(Texte du document)
* * *
Quelle est la place des femmes dans cette société très masculine ? Peut-on dire que l’on passe de la femme objet, ou fatale, à la femme émancipée ?

Complètement. Dans la saison 1, on en voit l’ébauche. Les femmes ne sont pas considérées comme des héros. Dans la deuxième, si nos agents ne comprennent pas qu’une femme puisse être des leurs, c’est parce qu’ils ne l’ont pas considérée auparavant. Pour nous, auteurs, c’était amusant de surprendre nos personnages, de voir la femme du colonel quitter le domicile conjugal, ce qui le plonge dans un état dépressif et le conduit à accepter toutes les revendications du FLN. Ainsi, la petite histoire rencontre la grande…

La chanson « Nous les amoureux », de Jean-Claude Pascal, qui revient plusieurs fois, n’est pas anodine…

Il nous a paru intéressant de rappeler ce qui se passait alors. Jusqu’en 1982, l’homosexualité n’était pas complètement dépénalisée. Vingt ans avant, l’Assemblée avait voté un amendement qui assimilait l’homosexualité à un fléau social comme l’alcoolisme ou la drogue. Il y a eu alors de véritables rafles dans les bars gays de Paris, où les gens venaient se cacher pour vivre leur amour, sous prétexte qu’il s’agissait de gigolos, alors que c’était simplement un mec qui venait retrouver le sien ou en rencontrer un nouveau ! Le préfet de police de Paris se nommait alors Maurice Papon. Le bar reconstitué dans la série, le César, a réellement existé et connu ces histoires.
* * *
Données de pointage d'expressions référentielles:
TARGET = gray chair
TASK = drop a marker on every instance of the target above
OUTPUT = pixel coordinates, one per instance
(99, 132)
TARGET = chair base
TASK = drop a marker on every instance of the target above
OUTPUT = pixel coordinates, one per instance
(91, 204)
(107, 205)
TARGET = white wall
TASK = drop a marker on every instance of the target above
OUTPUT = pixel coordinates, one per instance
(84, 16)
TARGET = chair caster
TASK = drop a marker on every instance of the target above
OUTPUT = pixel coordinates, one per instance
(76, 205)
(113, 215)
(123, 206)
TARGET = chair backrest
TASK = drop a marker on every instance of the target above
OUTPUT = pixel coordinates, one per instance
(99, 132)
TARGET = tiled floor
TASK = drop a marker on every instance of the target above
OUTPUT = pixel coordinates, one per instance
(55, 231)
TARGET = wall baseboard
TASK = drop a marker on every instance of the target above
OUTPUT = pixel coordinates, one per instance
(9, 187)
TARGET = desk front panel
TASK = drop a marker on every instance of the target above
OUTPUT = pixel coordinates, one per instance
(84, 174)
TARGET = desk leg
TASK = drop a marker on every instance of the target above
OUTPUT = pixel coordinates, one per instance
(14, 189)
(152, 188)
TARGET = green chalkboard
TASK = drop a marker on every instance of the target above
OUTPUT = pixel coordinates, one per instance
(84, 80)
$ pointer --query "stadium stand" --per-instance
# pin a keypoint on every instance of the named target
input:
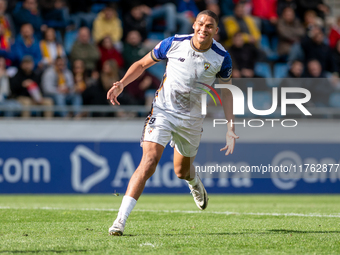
(136, 16)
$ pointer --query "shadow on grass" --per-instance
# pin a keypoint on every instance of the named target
(44, 251)
(288, 231)
(249, 232)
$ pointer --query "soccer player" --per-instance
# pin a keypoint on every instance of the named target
(193, 60)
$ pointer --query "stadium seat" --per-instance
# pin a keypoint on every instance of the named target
(265, 46)
(280, 72)
(334, 100)
(262, 100)
(69, 39)
(262, 69)
(97, 7)
(275, 43)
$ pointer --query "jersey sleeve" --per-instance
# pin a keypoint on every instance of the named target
(161, 49)
(226, 69)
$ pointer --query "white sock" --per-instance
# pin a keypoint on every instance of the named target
(128, 203)
(193, 182)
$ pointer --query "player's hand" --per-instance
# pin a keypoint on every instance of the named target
(230, 143)
(114, 92)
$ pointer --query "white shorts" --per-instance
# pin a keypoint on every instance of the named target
(185, 134)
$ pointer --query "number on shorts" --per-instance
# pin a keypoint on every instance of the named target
(152, 120)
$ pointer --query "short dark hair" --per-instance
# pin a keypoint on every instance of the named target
(210, 14)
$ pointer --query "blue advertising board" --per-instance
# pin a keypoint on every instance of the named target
(106, 167)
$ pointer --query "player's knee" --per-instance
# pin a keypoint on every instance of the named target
(181, 172)
(149, 165)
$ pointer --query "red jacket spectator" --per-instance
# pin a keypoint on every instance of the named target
(334, 35)
(108, 52)
(265, 9)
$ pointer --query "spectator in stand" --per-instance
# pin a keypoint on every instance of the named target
(266, 10)
(241, 23)
(133, 48)
(6, 21)
(317, 6)
(166, 9)
(50, 49)
(80, 13)
(11, 104)
(5, 46)
(136, 19)
(244, 56)
(212, 5)
(312, 21)
(85, 50)
(55, 14)
(97, 94)
(108, 51)
(106, 24)
(81, 82)
(58, 83)
(321, 88)
(289, 30)
(25, 87)
(26, 44)
(315, 48)
(227, 7)
(29, 13)
(189, 11)
(283, 4)
(336, 54)
(293, 78)
(334, 35)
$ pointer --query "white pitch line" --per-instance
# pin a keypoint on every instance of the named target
(176, 211)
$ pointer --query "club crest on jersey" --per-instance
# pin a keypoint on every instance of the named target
(206, 66)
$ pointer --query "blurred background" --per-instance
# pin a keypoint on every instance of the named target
(58, 59)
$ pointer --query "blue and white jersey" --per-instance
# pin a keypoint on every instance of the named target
(188, 69)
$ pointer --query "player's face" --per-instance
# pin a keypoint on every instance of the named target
(205, 28)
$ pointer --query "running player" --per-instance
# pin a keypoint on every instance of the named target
(193, 60)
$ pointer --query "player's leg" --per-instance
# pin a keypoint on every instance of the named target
(184, 169)
(152, 153)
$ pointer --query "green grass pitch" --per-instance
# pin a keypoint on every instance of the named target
(171, 224)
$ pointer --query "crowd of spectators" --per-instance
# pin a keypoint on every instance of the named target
(68, 52)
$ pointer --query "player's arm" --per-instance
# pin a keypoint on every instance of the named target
(157, 54)
(227, 102)
(135, 70)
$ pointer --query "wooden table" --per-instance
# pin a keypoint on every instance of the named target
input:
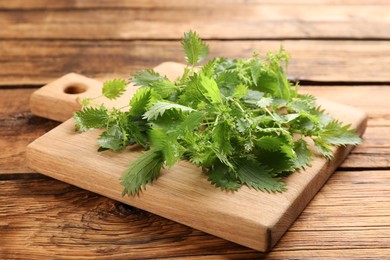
(340, 50)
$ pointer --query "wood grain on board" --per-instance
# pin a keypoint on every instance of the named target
(88, 4)
(38, 62)
(245, 21)
(347, 218)
(44, 218)
(19, 127)
(255, 220)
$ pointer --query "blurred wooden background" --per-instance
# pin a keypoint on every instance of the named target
(340, 50)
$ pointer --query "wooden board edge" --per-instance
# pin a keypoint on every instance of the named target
(300, 203)
(257, 236)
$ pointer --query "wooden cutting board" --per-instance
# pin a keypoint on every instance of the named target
(247, 217)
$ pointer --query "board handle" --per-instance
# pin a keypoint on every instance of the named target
(59, 99)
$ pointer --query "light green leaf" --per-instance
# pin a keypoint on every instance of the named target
(145, 169)
(240, 91)
(90, 118)
(195, 49)
(257, 176)
(264, 102)
(334, 133)
(112, 139)
(303, 154)
(269, 143)
(112, 89)
(221, 176)
(211, 90)
(146, 78)
(160, 107)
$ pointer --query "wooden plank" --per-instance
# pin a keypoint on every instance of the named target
(18, 128)
(39, 62)
(348, 218)
(257, 225)
(88, 4)
(219, 21)
(373, 99)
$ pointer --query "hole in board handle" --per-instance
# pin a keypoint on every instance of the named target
(75, 89)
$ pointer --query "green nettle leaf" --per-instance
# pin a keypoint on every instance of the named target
(269, 143)
(160, 107)
(240, 120)
(195, 49)
(240, 91)
(303, 154)
(221, 176)
(145, 78)
(143, 170)
(112, 139)
(334, 133)
(211, 90)
(264, 102)
(140, 101)
(257, 176)
(113, 89)
(90, 118)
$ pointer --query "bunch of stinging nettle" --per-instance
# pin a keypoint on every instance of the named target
(241, 120)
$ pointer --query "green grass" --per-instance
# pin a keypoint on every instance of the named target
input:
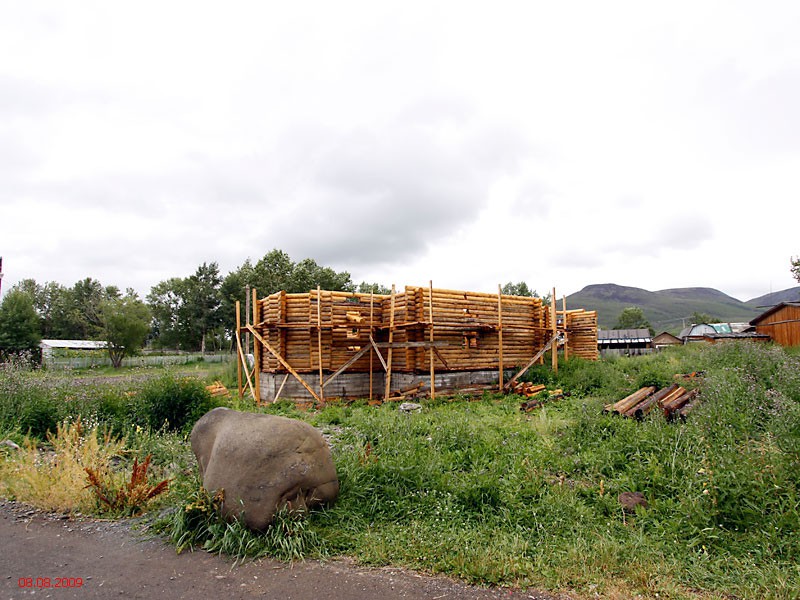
(483, 492)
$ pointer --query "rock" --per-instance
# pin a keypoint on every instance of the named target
(263, 463)
(630, 500)
(9, 444)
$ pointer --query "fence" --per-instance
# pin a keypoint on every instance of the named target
(144, 360)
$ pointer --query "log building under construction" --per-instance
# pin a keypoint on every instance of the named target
(325, 344)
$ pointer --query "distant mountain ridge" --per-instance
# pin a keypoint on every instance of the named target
(670, 309)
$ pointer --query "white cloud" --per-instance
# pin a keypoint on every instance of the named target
(654, 146)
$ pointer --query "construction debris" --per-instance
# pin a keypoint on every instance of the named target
(674, 401)
(218, 390)
(540, 399)
(527, 389)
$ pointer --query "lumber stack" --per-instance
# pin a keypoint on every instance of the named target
(218, 390)
(582, 333)
(540, 399)
(673, 401)
(325, 329)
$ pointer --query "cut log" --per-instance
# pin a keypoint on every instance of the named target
(632, 400)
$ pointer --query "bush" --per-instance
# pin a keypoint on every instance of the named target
(173, 404)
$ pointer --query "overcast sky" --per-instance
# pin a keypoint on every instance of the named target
(654, 145)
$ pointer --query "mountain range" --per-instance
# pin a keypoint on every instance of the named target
(670, 310)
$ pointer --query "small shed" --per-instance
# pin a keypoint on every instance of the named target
(624, 342)
(52, 348)
(664, 339)
(781, 323)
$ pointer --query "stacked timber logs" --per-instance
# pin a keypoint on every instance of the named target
(527, 389)
(323, 331)
(674, 401)
(540, 399)
(582, 334)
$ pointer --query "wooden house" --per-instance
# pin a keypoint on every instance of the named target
(349, 345)
(624, 342)
(781, 323)
(666, 339)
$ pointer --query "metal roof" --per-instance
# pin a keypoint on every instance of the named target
(772, 310)
(74, 344)
(623, 336)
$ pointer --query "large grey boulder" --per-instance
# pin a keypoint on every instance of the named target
(263, 463)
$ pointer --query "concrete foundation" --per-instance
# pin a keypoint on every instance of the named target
(356, 385)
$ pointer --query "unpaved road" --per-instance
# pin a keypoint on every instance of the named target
(40, 551)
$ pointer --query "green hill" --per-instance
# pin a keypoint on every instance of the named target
(790, 295)
(667, 310)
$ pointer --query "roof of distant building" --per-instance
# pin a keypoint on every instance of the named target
(74, 344)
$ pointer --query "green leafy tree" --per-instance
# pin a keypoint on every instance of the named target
(188, 312)
(165, 300)
(518, 289)
(19, 323)
(276, 271)
(126, 323)
(373, 288)
(633, 318)
(201, 312)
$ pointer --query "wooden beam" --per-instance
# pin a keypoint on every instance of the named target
(554, 346)
(242, 363)
(500, 336)
(346, 365)
(282, 360)
(566, 332)
(239, 346)
(280, 389)
(371, 328)
(536, 357)
(391, 336)
(430, 339)
(378, 352)
(256, 351)
(319, 342)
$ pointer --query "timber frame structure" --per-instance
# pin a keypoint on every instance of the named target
(326, 344)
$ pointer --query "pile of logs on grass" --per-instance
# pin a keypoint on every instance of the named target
(537, 395)
(218, 390)
(675, 401)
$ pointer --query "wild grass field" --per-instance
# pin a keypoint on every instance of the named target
(475, 488)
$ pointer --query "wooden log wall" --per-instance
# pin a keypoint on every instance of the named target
(582, 334)
(465, 329)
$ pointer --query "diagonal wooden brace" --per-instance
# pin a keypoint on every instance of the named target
(281, 360)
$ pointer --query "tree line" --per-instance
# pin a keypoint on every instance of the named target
(183, 313)
(192, 313)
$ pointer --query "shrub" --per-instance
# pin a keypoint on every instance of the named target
(56, 480)
(174, 404)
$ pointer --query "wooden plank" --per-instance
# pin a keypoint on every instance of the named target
(280, 389)
(239, 346)
(256, 350)
(319, 342)
(430, 339)
(371, 321)
(530, 364)
(391, 336)
(554, 347)
(500, 337)
(378, 352)
(344, 367)
(286, 365)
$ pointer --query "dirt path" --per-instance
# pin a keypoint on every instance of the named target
(114, 561)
* * *
(Questions)
1. D'après l'entretien sur la série, jusqu'en quelle année l'homosexualité n'était-elle pas complètement dépénalisée ?
2. Rédigez la suite de l'entretien sur la série en partant de sa dernière phrase.
Les items n'interviennent pas dans ce travail.

(Résultats)
1. Jusqu'en 1982.

2.
Pour en revenir à la chanson, qui gagne le concours de l’Eurovision en 1961 sous les couleurs du Luxembourg, on a oublié que son interprète, charmeur crooner, était aussi comédien et styliste de mode, et homosexuel, sans que personne ne le sache jusqu’à la fin de sa vie, en 1992. Et à bien écouter les paroles de cette chanson, c’est très violent. Ce sont des amoureux à qui l’on promet l’enfer, que l’on veut séparer, empêcher d’être heureux. C’est une chanson pour le droit aux amours homosexuelles. Ça n’a jamais vraiment été su. Celui qui a écrit cette chanson a dû ressentir un bonheur extrême à ce moment-là, c’est un joli pied de nez !

Vous êtes-vous appuyés sur des historiens pour retracer ces années gaulliennes, avez-vous puisé dans les actualités de l’époque ?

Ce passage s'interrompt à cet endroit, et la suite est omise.